Stated problem: Copy out the rows exactly, beginning with the line that contains "Box each fog visible in the picture above." and continuing through the line that contains "270 72 300 88", with both of those lines included. Leave the pictures out of your output.

Dataset rows:
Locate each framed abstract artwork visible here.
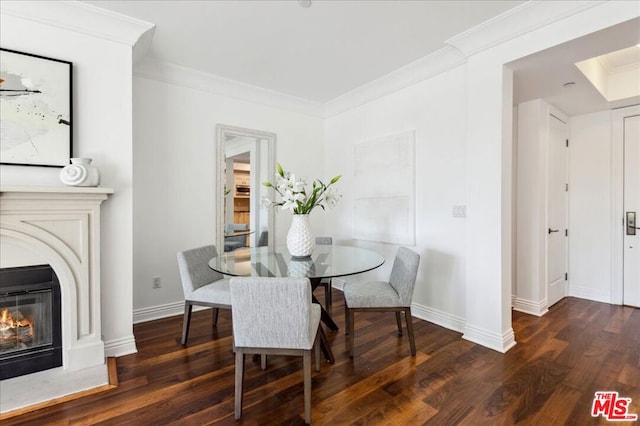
[0,48,73,167]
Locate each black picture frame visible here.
[0,48,73,167]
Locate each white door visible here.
[622,115,640,307]
[547,115,567,306]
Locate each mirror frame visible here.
[215,124,276,254]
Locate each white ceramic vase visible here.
[287,214,315,258]
[60,158,100,186]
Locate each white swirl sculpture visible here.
[60,158,100,186]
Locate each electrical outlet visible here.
[453,205,467,217]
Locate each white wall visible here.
[569,111,613,303]
[0,10,140,355]
[133,69,322,320]
[324,66,466,330]
[514,99,548,315]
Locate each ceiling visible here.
[85,0,640,115]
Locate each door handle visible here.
[627,212,640,235]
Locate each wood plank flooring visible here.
[2,290,640,426]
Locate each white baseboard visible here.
[104,336,138,357]
[569,284,613,303]
[411,303,464,333]
[462,324,516,353]
[511,296,549,317]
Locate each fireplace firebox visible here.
[0,265,62,380]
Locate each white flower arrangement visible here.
[262,164,342,214]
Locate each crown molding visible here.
[325,46,467,118]
[133,57,324,118]
[445,0,606,57]
[0,0,155,47]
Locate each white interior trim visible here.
[608,105,640,305]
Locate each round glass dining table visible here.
[209,244,384,362]
[209,244,384,281]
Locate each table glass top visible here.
[209,245,384,278]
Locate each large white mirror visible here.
[216,124,276,252]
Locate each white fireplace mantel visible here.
[0,186,113,413]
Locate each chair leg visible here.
[347,309,355,358]
[180,300,193,346]
[213,308,220,328]
[313,325,324,371]
[304,351,311,424]
[234,348,244,420]
[344,300,351,335]
[396,311,402,336]
[324,283,331,309]
[404,307,416,356]
[260,354,267,371]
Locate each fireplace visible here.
[0,186,113,416]
[0,265,62,380]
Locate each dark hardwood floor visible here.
[2,290,640,426]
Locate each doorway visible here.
[622,111,640,308]
[546,114,568,306]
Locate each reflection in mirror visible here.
[216,124,276,252]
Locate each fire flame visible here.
[0,309,33,336]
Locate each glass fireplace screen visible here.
[0,265,62,380]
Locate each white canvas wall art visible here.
[0,49,72,167]
[353,130,416,245]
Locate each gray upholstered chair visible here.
[230,277,322,423]
[316,237,333,309]
[177,245,231,345]
[343,247,420,357]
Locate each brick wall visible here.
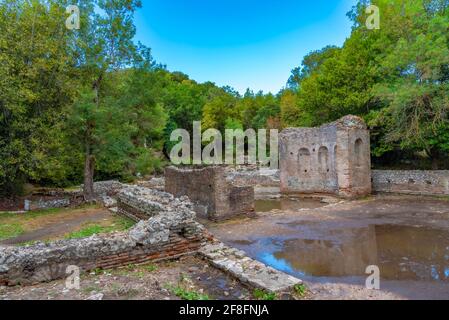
[372,170,449,196]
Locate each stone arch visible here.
[354,138,363,167]
[318,146,330,172]
[298,148,311,174]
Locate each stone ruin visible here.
[279,116,372,198]
[165,166,254,221]
[0,187,210,285]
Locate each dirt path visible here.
[0,209,113,245]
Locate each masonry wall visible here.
[165,166,254,220]
[372,170,449,196]
[279,126,338,193]
[0,187,210,285]
[279,116,371,198]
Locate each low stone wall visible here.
[372,170,449,196]
[165,166,254,221]
[0,187,208,285]
[226,168,280,187]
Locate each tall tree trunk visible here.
[83,75,103,202]
[83,152,95,202]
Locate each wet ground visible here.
[255,198,326,213]
[209,196,449,299]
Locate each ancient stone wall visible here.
[372,170,449,196]
[0,187,208,285]
[279,116,371,197]
[165,166,254,220]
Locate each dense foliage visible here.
[0,0,449,198]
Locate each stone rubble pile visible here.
[0,187,206,285]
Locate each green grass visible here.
[171,286,210,301]
[143,264,157,272]
[65,217,134,239]
[253,289,277,300]
[0,223,25,240]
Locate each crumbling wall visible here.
[165,166,254,220]
[0,187,208,285]
[372,170,449,196]
[279,116,371,197]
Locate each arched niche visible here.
[318,146,330,172]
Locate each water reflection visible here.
[231,224,449,281]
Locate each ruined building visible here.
[279,116,371,198]
[165,166,254,221]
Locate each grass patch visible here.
[166,275,211,301]
[0,223,25,240]
[65,216,134,239]
[293,283,308,298]
[253,289,277,300]
[171,286,210,301]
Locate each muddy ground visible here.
[207,196,449,299]
[0,257,251,300]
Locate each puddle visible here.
[231,224,449,282]
[255,198,326,212]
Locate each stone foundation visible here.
[165,166,254,221]
[0,187,209,285]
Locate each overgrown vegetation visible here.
[65,216,134,239]
[293,283,308,298]
[0,0,449,200]
[253,289,277,301]
[0,205,134,241]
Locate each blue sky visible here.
[131,0,356,93]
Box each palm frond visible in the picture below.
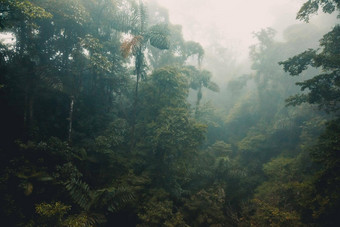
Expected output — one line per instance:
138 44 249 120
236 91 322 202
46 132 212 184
120 35 143 58
148 24 170 50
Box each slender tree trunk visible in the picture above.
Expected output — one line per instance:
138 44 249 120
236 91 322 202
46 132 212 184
68 96 74 143
195 84 202 119
130 71 140 150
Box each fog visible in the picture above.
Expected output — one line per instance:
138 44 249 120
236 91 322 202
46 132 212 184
149 0 303 60
0 0 340 227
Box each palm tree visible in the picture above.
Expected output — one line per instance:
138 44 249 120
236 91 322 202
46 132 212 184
121 0 170 148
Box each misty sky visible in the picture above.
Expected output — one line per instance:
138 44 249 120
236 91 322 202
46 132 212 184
149 0 305 57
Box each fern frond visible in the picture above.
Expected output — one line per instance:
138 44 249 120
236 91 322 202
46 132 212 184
93 187 134 212
65 178 92 211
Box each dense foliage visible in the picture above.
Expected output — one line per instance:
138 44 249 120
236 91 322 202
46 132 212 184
0 0 340 227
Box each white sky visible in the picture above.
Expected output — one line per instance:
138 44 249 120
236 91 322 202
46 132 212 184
149 0 306 57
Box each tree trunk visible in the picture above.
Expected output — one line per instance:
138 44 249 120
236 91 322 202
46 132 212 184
195 84 202 119
68 96 74 144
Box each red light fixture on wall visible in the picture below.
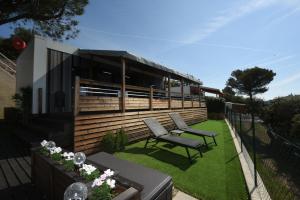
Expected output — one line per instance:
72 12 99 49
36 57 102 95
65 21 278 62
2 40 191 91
13 37 27 50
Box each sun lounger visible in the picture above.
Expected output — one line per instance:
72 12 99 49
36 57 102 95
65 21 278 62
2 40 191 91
169 113 217 146
144 118 203 162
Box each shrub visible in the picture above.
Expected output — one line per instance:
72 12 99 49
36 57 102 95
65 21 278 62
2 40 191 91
205 97 225 119
290 114 300 138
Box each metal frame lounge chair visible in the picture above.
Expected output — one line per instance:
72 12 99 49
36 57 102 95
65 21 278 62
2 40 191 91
143 118 203 162
169 113 217 147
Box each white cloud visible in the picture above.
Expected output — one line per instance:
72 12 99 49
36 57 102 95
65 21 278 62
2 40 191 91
185 0 300 44
270 72 300 88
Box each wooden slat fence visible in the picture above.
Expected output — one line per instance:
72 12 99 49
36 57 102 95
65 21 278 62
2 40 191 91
74 107 207 154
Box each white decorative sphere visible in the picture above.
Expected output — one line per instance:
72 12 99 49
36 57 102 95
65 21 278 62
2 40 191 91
73 152 86 166
46 141 56 149
64 182 88 200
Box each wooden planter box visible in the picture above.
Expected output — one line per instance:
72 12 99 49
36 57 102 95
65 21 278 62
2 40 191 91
31 148 141 200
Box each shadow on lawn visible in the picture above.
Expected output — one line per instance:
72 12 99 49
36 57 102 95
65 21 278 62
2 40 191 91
123 146 201 171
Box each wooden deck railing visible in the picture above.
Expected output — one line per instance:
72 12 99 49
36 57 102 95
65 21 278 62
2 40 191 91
74 78 205 113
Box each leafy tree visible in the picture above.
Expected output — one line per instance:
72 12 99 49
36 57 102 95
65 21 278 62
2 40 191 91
0 27 33 60
226 67 276 102
226 67 276 185
222 86 235 102
0 0 88 40
291 114 300 139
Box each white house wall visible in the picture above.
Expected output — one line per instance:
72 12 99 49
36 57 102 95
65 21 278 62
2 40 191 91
31 36 78 114
16 41 34 93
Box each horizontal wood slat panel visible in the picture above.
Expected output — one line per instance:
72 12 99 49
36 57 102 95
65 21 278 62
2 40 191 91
79 96 205 112
74 108 207 154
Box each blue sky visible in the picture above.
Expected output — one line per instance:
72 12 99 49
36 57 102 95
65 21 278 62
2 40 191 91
0 0 300 99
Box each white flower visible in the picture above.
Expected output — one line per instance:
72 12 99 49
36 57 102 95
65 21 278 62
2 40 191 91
104 169 115 177
49 147 62 155
92 178 104 187
41 140 48 147
62 152 74 160
106 178 116 189
100 174 108 181
79 164 97 175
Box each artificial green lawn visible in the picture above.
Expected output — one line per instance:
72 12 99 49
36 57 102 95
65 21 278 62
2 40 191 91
116 120 248 200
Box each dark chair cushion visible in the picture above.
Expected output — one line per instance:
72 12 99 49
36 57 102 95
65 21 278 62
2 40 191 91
184 128 217 137
87 152 172 200
144 118 169 137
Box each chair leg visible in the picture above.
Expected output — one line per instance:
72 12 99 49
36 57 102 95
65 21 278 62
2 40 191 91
185 147 192 163
202 136 208 148
144 137 150 148
213 136 218 146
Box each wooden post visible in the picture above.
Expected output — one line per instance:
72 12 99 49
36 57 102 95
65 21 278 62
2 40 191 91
38 88 43 115
198 85 201 107
149 85 153 110
191 95 194 108
121 58 126 113
168 74 172 109
180 79 184 108
74 76 80 116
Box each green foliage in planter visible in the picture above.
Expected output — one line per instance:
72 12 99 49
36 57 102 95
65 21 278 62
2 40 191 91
80 169 100 181
50 153 62 161
89 183 113 200
40 147 49 156
62 160 75 172
101 129 128 153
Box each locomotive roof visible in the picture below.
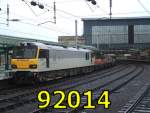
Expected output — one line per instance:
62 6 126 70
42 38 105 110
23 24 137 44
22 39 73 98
30 42 91 52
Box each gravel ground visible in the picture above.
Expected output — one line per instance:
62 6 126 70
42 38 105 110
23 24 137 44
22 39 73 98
82 65 150 113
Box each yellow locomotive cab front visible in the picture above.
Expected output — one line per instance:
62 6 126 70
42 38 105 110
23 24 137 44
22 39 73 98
11 59 38 69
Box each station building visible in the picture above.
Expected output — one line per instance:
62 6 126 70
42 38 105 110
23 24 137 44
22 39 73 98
82 17 150 49
58 36 85 45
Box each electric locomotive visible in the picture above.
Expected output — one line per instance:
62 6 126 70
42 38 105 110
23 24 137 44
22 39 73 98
10 42 93 83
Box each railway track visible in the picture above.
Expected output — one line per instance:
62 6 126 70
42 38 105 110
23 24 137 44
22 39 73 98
0 63 130 113
118 82 150 113
38 64 144 113
0 64 122 95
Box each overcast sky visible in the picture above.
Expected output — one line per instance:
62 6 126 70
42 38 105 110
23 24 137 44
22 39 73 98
0 0 150 42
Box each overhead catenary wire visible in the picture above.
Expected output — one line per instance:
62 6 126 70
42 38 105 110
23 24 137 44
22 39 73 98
0 17 71 35
137 0 150 14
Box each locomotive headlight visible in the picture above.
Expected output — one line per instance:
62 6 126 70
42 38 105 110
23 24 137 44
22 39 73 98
29 64 37 69
11 64 17 69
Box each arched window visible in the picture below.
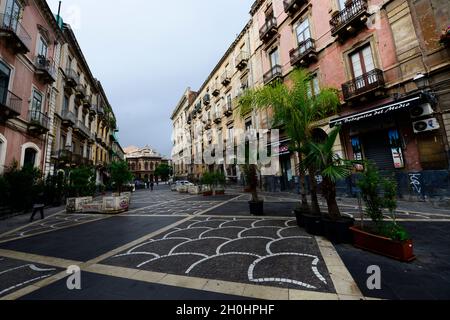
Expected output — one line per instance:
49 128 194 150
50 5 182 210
23 148 37 167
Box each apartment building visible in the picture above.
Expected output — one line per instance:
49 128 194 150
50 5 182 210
171 0 450 196
0 0 121 183
0 0 63 174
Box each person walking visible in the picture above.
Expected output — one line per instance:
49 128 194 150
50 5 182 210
30 193 45 222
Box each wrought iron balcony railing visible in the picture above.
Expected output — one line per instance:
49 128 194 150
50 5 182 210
289 38 317 66
235 51 250 70
61 110 77 125
0 88 22 119
220 71 231 86
342 69 385 100
283 0 308 15
259 17 278 41
28 110 50 133
34 55 56 83
330 0 367 36
263 65 283 84
65 68 80 88
0 13 32 54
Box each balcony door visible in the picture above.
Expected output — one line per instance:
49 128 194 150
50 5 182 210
295 19 311 53
0 61 11 105
3 0 22 32
350 46 377 90
270 49 280 69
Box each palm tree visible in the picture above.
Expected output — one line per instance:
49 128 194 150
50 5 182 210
303 127 357 220
238 69 340 214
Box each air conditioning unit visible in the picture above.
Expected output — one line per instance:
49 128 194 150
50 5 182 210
409 103 434 119
413 118 440 133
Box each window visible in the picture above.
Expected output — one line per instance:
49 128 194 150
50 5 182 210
0 61 11 104
295 19 311 45
23 148 37 167
63 95 69 111
3 0 22 31
31 90 42 112
307 74 320 98
269 48 280 68
350 45 376 89
227 94 232 111
38 37 48 58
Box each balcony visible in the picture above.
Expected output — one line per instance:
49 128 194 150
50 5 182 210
289 38 317 67
211 83 220 97
235 51 250 71
214 112 222 124
73 120 91 138
61 110 76 126
264 65 283 84
203 93 211 106
283 0 308 16
28 110 50 135
34 55 56 84
223 105 233 117
0 88 22 121
75 84 86 99
52 149 72 164
220 71 231 87
330 0 369 41
65 68 80 88
259 17 278 42
83 94 92 109
0 13 31 54
342 69 385 101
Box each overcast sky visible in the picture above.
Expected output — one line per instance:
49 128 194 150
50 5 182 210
48 0 254 156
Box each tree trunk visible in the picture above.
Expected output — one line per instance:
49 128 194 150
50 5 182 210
309 168 321 215
298 153 310 212
323 177 341 220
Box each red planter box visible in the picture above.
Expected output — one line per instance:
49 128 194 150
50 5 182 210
350 227 416 262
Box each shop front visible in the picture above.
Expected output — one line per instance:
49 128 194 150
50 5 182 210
330 95 448 199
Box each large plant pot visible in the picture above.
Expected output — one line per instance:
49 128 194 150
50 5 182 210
322 217 355 244
248 201 264 216
350 227 416 262
303 214 323 236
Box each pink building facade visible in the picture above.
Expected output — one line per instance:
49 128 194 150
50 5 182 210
251 0 450 197
0 0 62 173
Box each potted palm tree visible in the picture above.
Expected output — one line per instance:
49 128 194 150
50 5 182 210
304 127 355 243
350 162 416 262
238 69 340 225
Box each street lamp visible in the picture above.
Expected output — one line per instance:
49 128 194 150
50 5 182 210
413 72 428 90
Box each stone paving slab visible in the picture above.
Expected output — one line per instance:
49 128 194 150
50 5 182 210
0 256 61 298
101 217 335 293
0 216 180 261
21 272 250 300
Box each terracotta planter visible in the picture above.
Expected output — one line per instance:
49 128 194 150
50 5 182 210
350 227 416 262
248 201 264 216
322 217 355 244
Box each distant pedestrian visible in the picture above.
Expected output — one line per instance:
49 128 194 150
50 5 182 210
30 193 45 222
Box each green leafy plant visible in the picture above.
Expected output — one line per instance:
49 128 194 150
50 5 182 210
302 127 355 220
357 162 410 241
109 161 133 193
238 69 340 214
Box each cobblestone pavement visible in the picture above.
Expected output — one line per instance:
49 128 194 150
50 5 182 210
0 256 60 298
0 186 450 300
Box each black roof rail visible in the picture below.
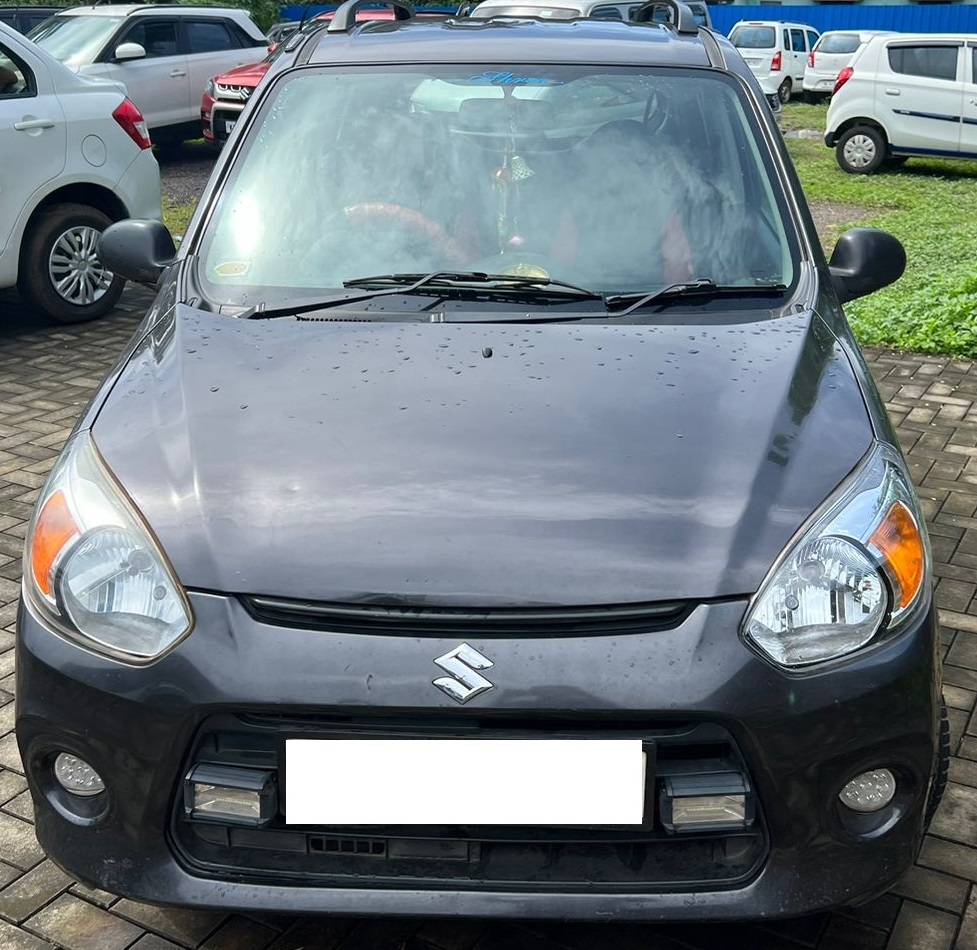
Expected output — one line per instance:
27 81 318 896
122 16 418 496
631 0 699 36
699 27 729 69
326 0 414 33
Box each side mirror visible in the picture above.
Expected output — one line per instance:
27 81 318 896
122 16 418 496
828 228 906 303
98 218 176 284
115 43 146 63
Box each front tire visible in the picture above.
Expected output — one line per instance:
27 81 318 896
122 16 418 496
835 125 886 175
17 203 125 323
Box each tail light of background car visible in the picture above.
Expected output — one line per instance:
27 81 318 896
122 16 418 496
112 99 153 148
831 66 855 95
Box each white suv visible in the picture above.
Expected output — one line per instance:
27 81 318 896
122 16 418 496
824 33 977 175
30 5 268 145
729 20 821 102
0 23 162 323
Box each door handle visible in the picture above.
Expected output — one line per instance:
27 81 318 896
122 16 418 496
14 119 54 132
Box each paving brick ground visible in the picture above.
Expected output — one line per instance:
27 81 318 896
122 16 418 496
0 291 977 950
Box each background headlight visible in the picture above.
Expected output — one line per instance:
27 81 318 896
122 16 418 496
743 446 929 667
24 433 193 663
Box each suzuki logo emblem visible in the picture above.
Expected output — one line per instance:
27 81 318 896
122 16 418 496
433 643 495 703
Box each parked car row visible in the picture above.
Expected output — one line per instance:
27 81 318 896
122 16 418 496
0 17 162 323
16 0 948 920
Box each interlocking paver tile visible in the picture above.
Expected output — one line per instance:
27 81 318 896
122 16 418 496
112 900 227 947
0 861 71 923
886 901 959 950
200 917 278 950
892 867 969 914
0 812 44 871
270 917 356 950
0 920 55 950
25 894 141 950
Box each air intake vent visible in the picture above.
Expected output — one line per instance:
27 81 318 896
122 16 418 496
309 835 387 858
241 597 694 637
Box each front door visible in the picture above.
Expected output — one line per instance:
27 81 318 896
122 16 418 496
960 40 977 158
0 39 67 266
875 40 966 155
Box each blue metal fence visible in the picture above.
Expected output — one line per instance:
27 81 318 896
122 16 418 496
282 3 977 34
709 3 977 34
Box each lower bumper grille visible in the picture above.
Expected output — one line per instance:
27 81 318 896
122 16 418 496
171 714 767 893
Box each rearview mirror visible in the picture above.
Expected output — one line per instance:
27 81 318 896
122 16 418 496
115 43 146 63
98 218 176 284
828 228 906 303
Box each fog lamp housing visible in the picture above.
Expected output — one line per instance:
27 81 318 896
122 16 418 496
658 772 756 834
183 763 278 827
838 769 896 815
53 752 105 798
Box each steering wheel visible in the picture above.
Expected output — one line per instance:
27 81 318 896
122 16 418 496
336 201 472 265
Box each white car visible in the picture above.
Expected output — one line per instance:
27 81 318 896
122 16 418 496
30 4 268 145
0 23 162 323
729 20 821 102
824 33 977 175
804 30 892 102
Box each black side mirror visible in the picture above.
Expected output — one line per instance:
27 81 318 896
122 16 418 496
828 228 906 303
98 218 176 284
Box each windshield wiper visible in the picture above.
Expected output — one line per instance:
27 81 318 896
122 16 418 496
343 270 603 300
604 277 787 317
237 270 604 320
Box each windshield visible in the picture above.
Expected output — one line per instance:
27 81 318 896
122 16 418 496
729 26 777 49
814 33 861 53
28 16 122 66
196 65 797 316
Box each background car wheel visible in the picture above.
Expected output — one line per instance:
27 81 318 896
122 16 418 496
926 701 950 828
17 204 125 323
835 125 885 175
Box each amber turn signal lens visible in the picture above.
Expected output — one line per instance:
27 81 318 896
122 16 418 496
31 491 81 597
869 501 926 608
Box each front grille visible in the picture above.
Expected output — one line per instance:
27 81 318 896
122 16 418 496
171 712 767 893
241 596 694 637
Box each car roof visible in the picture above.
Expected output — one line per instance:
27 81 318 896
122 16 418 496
57 3 245 17
294 16 712 73
870 32 974 43
472 0 624 17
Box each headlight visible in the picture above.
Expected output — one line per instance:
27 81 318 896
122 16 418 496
743 445 930 667
24 432 193 663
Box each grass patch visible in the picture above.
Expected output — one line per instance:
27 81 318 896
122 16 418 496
784 105 977 357
163 197 197 235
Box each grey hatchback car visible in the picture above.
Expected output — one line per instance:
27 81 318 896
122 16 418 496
17 0 946 919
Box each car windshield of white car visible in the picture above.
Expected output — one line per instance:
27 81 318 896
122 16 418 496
194 65 798 309
729 26 777 49
29 15 122 66
814 33 861 53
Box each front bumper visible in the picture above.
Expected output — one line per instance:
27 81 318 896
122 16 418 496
17 594 939 920
210 99 245 144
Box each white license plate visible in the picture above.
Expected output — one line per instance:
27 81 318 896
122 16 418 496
285 739 645 825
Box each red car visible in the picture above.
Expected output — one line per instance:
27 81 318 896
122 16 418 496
200 10 394 146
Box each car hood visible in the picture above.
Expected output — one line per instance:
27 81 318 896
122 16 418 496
214 60 271 86
93 306 873 606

Task output:
Box each fog visible in the picture above.
Expected output — one line per instance:
138 44 249 120
236 91 322 202
46 132 212 184
149 0 303 60
0 0 340 227
Box each palm tree visible in the picture above.
Expected output — one line per instance:
138 44 249 120
236 91 322 202
46 132 212 184
121 0 170 148
Box each misty sky visible in the picture above.
Expected output — one line per instance:
138 44 249 120
236 91 322 202
46 132 212 184
149 0 305 57
Box each fern frond visible in the picture above.
Expected output — one line per instance:
138 44 249 120
236 91 322 202
46 132 212 184
93 187 134 212
65 178 92 211
Box each dense foliage visible in the picture above.
Expected output — one line per instance:
138 44 249 120
236 91 322 202
46 132 212 184
0 0 340 227
Box each white sky visible in the picture above.
Expected output — one line per instance:
138 44 249 120
236 91 322 202
46 132 212 184
149 0 306 57
Box each tree trunk visible in the picture above.
Expected output — one line per instance:
138 44 249 120
236 91 322 202
46 132 212 184
195 84 202 119
68 96 74 144
Box each red light fixture on wall visible in the picture below.
Expected output — one line per instance:
72 12 99 49
36 57 102 95
65 21 278 62
2 40 191 91
13 37 27 50
Box each sun lounger visible in the picture above.
Expected output — one line per instance:
72 12 99 49
36 57 102 95
65 21 278 62
2 40 191 91
169 113 217 146
144 118 203 162
Box each shrub visible in the picture above.
Expected output — one line per instance:
72 12 99 49
36 57 102 95
65 21 278 62
2 40 191 91
205 97 225 119
290 114 300 138
Box each metal frame lounge chair visible in the picture above.
Expected output — one line per instance:
72 12 99 49
36 57 102 95
65 21 278 62
2 40 191 91
143 118 203 162
169 113 217 147
Box each white cloud visible in the picture above.
Expected output — one line per instance:
72 12 99 49
36 57 102 95
65 21 278 62
2 40 191 91
185 0 300 44
270 72 300 88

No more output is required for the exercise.